* _The task_
Extract every line below, verbatim.

=== Data shown ===

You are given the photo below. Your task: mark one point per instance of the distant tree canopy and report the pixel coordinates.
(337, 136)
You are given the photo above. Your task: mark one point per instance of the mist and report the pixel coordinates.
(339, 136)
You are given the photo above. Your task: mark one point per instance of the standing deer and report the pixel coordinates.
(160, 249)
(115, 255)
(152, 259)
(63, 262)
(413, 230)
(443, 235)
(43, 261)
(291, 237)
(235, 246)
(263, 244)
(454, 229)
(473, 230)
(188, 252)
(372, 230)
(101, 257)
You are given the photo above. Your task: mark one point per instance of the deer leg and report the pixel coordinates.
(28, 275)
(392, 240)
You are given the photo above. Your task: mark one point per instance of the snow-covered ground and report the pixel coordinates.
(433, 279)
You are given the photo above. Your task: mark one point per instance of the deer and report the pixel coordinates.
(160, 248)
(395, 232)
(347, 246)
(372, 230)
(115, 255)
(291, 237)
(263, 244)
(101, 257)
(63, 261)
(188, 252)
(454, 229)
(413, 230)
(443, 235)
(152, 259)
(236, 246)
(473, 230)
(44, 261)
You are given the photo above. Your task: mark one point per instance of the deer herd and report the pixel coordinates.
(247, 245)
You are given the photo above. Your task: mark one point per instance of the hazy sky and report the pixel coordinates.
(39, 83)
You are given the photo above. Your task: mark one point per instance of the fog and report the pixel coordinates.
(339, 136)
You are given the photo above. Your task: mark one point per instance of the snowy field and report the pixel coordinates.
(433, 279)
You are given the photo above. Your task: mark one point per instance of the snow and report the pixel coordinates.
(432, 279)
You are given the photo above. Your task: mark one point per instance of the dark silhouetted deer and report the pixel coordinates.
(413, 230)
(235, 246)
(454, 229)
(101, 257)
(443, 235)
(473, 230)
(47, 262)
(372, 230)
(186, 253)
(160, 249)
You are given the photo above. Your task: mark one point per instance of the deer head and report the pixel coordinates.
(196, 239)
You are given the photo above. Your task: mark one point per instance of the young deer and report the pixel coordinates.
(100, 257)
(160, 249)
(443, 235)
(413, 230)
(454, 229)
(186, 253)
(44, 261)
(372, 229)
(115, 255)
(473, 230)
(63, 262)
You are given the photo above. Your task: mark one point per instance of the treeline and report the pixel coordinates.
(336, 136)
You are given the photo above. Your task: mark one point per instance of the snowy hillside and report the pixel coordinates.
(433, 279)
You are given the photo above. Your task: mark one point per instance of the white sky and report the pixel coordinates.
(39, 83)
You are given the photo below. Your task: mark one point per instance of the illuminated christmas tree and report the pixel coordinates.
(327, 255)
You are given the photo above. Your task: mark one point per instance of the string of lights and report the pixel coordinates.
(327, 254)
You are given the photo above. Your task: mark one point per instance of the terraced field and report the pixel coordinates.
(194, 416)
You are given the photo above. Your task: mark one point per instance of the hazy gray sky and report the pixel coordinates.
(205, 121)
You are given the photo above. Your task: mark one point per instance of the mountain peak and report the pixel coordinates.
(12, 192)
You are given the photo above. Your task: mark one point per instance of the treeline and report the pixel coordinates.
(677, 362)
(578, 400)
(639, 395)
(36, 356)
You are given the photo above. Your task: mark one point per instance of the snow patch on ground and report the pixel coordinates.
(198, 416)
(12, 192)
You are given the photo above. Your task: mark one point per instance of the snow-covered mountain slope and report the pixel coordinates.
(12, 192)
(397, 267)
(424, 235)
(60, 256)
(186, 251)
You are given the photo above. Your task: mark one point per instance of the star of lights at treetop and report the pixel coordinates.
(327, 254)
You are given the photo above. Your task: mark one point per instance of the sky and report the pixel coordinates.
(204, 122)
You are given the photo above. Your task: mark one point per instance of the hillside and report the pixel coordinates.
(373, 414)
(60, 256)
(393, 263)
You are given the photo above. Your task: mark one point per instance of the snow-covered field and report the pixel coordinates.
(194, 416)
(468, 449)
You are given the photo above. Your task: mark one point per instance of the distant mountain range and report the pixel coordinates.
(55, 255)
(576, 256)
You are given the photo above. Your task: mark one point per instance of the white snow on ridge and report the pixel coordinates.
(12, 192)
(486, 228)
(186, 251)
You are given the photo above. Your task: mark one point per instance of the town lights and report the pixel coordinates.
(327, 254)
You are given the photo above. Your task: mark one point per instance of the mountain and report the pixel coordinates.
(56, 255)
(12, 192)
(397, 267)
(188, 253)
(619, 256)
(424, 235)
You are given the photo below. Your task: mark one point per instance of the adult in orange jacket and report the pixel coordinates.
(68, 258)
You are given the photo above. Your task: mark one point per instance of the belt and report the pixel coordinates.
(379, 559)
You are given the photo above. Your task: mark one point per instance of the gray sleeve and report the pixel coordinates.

===

* _Exercise solution_
You are given the photo below. Your task: mark one point per instance of the distant tree canopy and report the pixel coordinates.
(337, 136)
You are given the photo above. Your task: mark one point per instance of the mist and report the pixel coordinates.
(339, 136)
You are given the photo above. Your task: mark one point per instance of the standing deer and report the pixel coordinates.
(160, 249)
(115, 255)
(152, 259)
(63, 262)
(413, 230)
(443, 235)
(43, 261)
(291, 237)
(235, 246)
(263, 244)
(454, 229)
(473, 230)
(188, 252)
(372, 230)
(101, 257)
You are given the photo above. Your task: mark one point per instance of the deer leg and report the pixel coordinates.
(28, 275)
(392, 240)
You are given the photo above. Your task: mark one point per instance of the snow-covered ground and report the pixel coordinates.
(433, 279)
You are given the photo above. Your task: mark one point per instance of the deer and report the pixel coordinates.
(160, 248)
(395, 232)
(347, 246)
(372, 230)
(115, 255)
(291, 237)
(263, 244)
(101, 257)
(63, 261)
(188, 252)
(454, 229)
(413, 230)
(443, 235)
(152, 259)
(236, 246)
(473, 230)
(44, 261)
You are given the photo above. Your task: mark one point per instance of the deer herd and report the pixel coordinates.
(247, 245)
You are given the photo above. Your task: mark one point per instance of the hazy sky and report the pixel coordinates.
(39, 83)
You are given the photo above. Your task: mark one point per instance of the fog and report the pixel coordinates.
(339, 136)
You are given the photo above. Your task: mark one point per instance of the snowy field and report the pixel coordinates.
(433, 279)
You are given the photo above. Your task: mark one point per instance of the snow and report the pixel coordinates.
(432, 279)
You are given the photo above. Your task: mark one point per instance of the dark silhouetted deer and report the pixel coordinates.
(413, 230)
(235, 246)
(454, 229)
(101, 257)
(443, 235)
(473, 230)
(47, 262)
(372, 230)
(186, 253)
(160, 249)
You are given the photo above. Your task: mark one point per instance of the deer head and report the pixel coordinates.
(196, 239)
You are given the photo above. Your task: mark one point per instance of the young deer and report the pixel coordinates.
(100, 257)
(160, 249)
(443, 235)
(413, 230)
(454, 229)
(186, 253)
(44, 261)
(372, 229)
(115, 255)
(473, 230)
(63, 262)
You are given the photo above. Your task: mark one point per instance of the treeline and report the pixel coordinates.
(336, 136)
You are given the photo above. Your task: mark one point per instance of the snowy hillside and report the pixel coordinates.
(433, 279)
You are given the photo above. Your task: mark one point per instance of the white sky and report the pixel coordinates.
(39, 83)
You are given the photo below. Your task: mark one point per instance of the illuminated christmas tree and report the pixel coordinates.
(327, 255)
You are given the photo above. Your task: mark one point per instance of the string of lights and report the pixel coordinates.
(327, 254)
You are given the photo above. Your task: mark one point per instance of the terraced field and report the pixel coordinates.
(194, 416)
You are given the photo above. Your task: mark one point per instance of the hazy gray sky and report the pixel coordinates.
(205, 121)
You are given the photo above. Your task: mark one point per instance of the mountain peak and report the pixel coordinates.
(12, 192)
You are given the photo above. Your task: mark one point per instance of the treeline and report the pixel coordinates.
(677, 362)
(578, 400)
(639, 395)
(36, 356)
You are given the photo above. Your task: mark one point per instance of the snow patch on ground and report the pixel coordinates.
(198, 416)
(12, 192)
You are given the photo above. Your task: mark one point per instance of the snow-covered mountain slope and report the pixel coordinates.
(12, 192)
(397, 267)
(424, 235)
(60, 256)
(186, 251)
You are given the photo above. Your task: mark one point per instance of the star of lights at treetop and report the pixel coordinates.
(327, 254)
You are given the photo above. Your task: mark one point per instance of the sky and report the pixel coordinates.
(204, 122)
You are given the photo above. Your task: mark one point per instance of the hillside and report the pixel coordinates.
(373, 414)
(60, 256)
(393, 263)
You are given the photo above. Your task: mark one point per instance of the snow-covered field and report the pixel coordinates.
(194, 416)
(468, 449)
You are given the photo above. Your task: mark one point per instance of the distant mountain range and report the pixel coordinates.
(55, 255)
(576, 256)
You are given the photo above. Your task: mark one point per instance of the white snow on ridge and report the pixel coordinates.
(12, 192)
(486, 228)
(186, 251)
You are given the photo above. Your task: mark one point per instance of the town lights and report the pixel coordinates.
(327, 254)
You are given the photo above. Your task: mark one point per instance of the mountain and report the pixel coordinates.
(56, 255)
(12, 192)
(397, 267)
(188, 253)
(619, 256)
(424, 235)
You are given the photo below. Your task: mark one point per instance of the adult in orange jacket and report the pixel coordinates.
(68, 258)
You are given the photo above. Your task: mark one point per instance of the belt and report the pixel coordinates.
(379, 559)
You are given the photo above. Your task: mark one point per instance of the gray sleeve and report the pixel coordinates.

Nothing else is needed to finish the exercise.